• **Your goal**
From the line with "Where can the limestone" to the line with "<point>326,120</point>", output every line below exactly, both ends included. Skip the pictures.

Segment Open

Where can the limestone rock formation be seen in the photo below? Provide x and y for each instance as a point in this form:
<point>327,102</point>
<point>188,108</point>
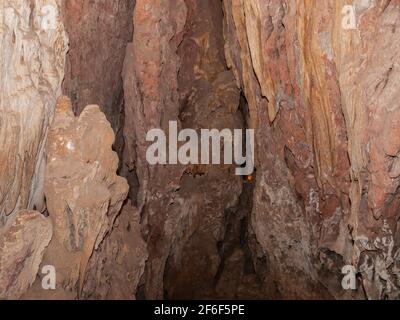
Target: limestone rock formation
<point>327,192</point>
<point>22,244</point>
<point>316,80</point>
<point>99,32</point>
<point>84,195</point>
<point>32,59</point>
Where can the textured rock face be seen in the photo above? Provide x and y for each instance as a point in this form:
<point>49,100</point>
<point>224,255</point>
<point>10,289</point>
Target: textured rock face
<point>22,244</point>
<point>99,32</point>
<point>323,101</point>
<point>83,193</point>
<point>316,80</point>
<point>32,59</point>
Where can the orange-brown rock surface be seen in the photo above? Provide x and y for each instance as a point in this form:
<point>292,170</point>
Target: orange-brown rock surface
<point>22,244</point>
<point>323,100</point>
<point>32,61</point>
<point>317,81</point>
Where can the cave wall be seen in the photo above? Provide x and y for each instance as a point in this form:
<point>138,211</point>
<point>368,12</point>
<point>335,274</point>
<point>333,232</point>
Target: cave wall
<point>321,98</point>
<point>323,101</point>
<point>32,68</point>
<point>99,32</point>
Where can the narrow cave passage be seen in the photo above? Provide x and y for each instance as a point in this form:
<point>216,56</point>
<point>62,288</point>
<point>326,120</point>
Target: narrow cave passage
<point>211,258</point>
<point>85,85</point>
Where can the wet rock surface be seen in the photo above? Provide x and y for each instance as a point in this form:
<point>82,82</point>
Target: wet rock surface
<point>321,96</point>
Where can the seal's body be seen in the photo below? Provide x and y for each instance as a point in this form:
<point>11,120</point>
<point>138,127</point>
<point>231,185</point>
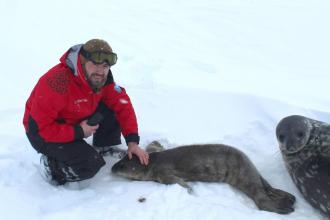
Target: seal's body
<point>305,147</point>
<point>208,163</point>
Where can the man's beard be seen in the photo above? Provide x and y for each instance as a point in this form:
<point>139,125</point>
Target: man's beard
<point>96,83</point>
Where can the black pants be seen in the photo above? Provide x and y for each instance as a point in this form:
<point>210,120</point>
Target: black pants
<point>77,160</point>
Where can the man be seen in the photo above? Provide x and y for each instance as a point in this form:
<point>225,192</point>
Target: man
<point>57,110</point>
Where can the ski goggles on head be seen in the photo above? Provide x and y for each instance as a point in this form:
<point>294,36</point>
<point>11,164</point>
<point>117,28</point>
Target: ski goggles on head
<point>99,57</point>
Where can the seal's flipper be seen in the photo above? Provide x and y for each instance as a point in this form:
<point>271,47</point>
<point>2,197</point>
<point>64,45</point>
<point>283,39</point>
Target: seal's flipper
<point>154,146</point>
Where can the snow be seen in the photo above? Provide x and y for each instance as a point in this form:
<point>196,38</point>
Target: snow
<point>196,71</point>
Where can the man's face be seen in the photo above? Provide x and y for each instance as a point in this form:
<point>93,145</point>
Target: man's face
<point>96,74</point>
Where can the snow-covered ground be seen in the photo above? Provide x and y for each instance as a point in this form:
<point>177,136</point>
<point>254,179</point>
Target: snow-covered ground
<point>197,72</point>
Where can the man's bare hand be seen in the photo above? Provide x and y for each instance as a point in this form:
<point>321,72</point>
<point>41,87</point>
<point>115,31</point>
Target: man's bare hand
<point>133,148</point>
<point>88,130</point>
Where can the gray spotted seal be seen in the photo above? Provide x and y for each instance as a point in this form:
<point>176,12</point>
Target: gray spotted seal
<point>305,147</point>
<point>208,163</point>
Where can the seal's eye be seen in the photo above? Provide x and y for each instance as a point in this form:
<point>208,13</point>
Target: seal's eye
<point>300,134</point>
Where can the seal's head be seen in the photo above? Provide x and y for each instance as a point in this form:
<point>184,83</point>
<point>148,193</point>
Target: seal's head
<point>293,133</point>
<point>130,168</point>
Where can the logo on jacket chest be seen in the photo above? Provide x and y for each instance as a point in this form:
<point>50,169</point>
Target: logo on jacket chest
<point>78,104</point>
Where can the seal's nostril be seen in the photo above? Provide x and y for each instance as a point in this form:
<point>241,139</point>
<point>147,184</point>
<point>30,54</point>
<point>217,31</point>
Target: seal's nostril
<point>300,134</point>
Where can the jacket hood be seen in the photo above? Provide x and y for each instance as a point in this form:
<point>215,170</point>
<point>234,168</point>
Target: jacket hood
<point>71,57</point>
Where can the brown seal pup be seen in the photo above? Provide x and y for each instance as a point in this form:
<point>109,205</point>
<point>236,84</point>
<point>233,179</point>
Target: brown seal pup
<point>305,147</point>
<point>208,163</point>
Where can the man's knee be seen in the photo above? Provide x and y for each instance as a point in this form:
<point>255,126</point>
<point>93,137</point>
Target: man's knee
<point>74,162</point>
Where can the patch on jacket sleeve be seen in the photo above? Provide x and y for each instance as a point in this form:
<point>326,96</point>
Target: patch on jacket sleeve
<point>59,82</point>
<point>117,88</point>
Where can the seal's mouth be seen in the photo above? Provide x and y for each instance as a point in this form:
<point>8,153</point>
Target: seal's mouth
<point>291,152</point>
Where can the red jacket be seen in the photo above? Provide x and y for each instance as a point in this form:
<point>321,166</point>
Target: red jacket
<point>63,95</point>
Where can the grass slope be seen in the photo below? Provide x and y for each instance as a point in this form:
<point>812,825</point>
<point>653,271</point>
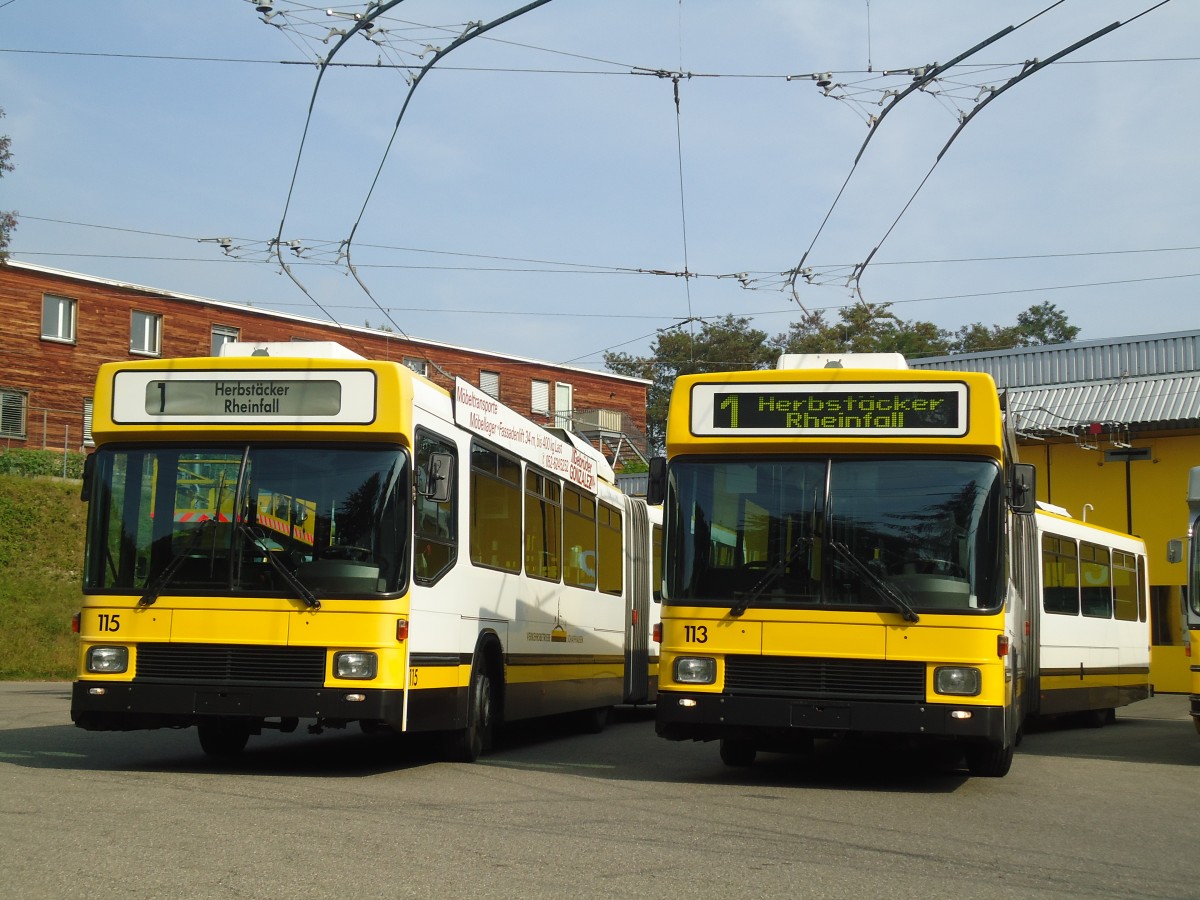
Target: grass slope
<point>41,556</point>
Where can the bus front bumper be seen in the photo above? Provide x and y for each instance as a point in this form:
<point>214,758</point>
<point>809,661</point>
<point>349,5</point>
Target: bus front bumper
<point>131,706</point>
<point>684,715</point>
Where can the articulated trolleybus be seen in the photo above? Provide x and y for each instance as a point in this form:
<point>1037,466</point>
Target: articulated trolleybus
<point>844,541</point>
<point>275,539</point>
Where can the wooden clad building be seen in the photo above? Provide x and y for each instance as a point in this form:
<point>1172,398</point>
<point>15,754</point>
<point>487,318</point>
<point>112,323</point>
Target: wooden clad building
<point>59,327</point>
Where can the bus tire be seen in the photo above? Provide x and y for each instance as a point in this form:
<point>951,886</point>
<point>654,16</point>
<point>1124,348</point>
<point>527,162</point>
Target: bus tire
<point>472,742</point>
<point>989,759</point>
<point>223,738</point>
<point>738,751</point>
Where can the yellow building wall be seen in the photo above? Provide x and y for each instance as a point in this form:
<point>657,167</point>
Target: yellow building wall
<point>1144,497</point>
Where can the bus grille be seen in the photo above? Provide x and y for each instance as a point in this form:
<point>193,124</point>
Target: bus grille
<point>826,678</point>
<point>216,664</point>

Segment Closed
Segment Open

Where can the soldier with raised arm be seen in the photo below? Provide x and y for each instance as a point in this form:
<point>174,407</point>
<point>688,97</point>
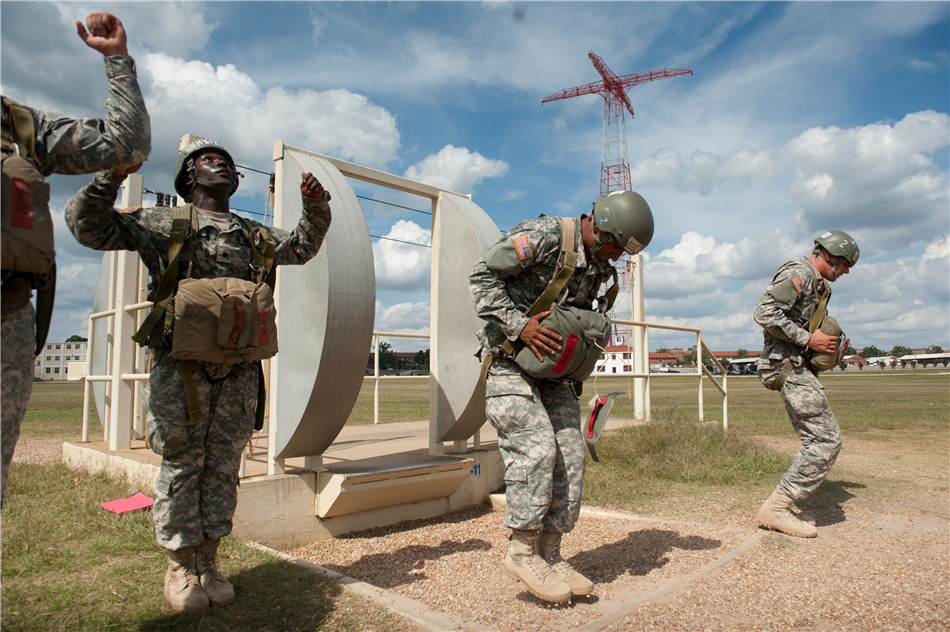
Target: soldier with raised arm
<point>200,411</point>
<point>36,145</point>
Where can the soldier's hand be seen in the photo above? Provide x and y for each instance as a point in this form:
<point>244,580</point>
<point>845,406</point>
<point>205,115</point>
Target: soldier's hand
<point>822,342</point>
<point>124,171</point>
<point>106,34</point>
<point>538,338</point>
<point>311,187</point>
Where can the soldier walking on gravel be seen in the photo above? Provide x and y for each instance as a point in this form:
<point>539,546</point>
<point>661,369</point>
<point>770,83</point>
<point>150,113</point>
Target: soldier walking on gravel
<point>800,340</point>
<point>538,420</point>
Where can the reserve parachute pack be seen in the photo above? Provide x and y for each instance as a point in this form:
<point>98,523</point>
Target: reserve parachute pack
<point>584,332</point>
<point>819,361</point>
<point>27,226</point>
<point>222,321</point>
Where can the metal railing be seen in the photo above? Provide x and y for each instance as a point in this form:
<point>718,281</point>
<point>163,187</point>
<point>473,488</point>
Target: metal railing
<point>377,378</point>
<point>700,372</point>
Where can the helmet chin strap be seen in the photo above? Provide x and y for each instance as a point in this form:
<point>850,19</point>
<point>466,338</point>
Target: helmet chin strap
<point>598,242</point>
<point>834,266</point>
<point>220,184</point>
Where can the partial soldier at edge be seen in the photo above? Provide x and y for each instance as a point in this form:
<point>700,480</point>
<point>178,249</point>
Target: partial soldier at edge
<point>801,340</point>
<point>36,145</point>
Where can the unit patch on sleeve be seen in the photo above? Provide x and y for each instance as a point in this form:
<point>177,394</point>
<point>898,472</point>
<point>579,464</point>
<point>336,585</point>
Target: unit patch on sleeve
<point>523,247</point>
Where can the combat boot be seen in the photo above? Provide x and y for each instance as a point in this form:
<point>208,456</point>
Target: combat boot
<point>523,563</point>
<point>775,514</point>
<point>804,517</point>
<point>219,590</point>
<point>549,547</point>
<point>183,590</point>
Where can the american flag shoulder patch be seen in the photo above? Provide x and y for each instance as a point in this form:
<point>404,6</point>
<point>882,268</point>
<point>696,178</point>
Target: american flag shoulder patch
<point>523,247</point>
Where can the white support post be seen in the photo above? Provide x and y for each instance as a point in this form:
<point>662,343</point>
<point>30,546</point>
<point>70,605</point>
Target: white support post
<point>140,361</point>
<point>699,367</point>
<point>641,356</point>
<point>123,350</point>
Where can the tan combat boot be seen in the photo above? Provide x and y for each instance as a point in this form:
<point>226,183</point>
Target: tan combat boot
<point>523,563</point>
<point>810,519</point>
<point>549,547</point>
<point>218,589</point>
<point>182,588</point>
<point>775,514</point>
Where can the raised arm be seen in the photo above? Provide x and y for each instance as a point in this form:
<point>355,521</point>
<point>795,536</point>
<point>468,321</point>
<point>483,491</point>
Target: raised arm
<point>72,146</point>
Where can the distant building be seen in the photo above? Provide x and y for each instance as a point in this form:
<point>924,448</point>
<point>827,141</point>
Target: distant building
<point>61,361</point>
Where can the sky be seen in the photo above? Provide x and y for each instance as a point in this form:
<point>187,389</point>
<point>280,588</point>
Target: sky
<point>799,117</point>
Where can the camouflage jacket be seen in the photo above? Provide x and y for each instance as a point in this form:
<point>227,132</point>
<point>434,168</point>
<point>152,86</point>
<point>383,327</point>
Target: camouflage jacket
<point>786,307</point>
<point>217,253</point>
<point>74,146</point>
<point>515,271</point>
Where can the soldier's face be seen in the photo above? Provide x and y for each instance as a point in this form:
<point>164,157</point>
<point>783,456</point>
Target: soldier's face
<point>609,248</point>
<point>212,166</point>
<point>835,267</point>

Segment Closed

• **Answer to this task**
Where can the limestone rock formation be seen in the photo below? Provide x and y for each instance as a point in this form:
<point>327,102</point>
<point>188,108</point>
Target: limestone rock formation
<point>327,192</point>
<point>22,244</point>
<point>316,80</point>
<point>99,32</point>
<point>84,195</point>
<point>32,59</point>
Where can the textured rock face be seen in the photo above? Provide x and y for each instance as a point in this form:
<point>49,100</point>
<point>224,255</point>
<point>10,289</point>
Target: textured rock face
<point>22,244</point>
<point>99,32</point>
<point>323,101</point>
<point>83,193</point>
<point>316,80</point>
<point>32,59</point>
Where can the orange-brown rock surface be seen in the photo above? Provide x and y for each instance as a point in this form:
<point>292,170</point>
Target: orange-brown rock surface
<point>22,244</point>
<point>323,100</point>
<point>32,61</point>
<point>317,81</point>
Where can the cave wall be seen in the photo above? Provide x and y for each instance as a point in this form:
<point>138,211</point>
<point>368,12</point>
<point>335,274</point>
<point>333,232</point>
Target: cave wall
<point>321,98</point>
<point>323,101</point>
<point>32,68</point>
<point>99,32</point>
Where can the narrow cave passage be seen in the photo above? Provide x and y for each instance as a point in this form:
<point>216,56</point>
<point>62,288</point>
<point>326,120</point>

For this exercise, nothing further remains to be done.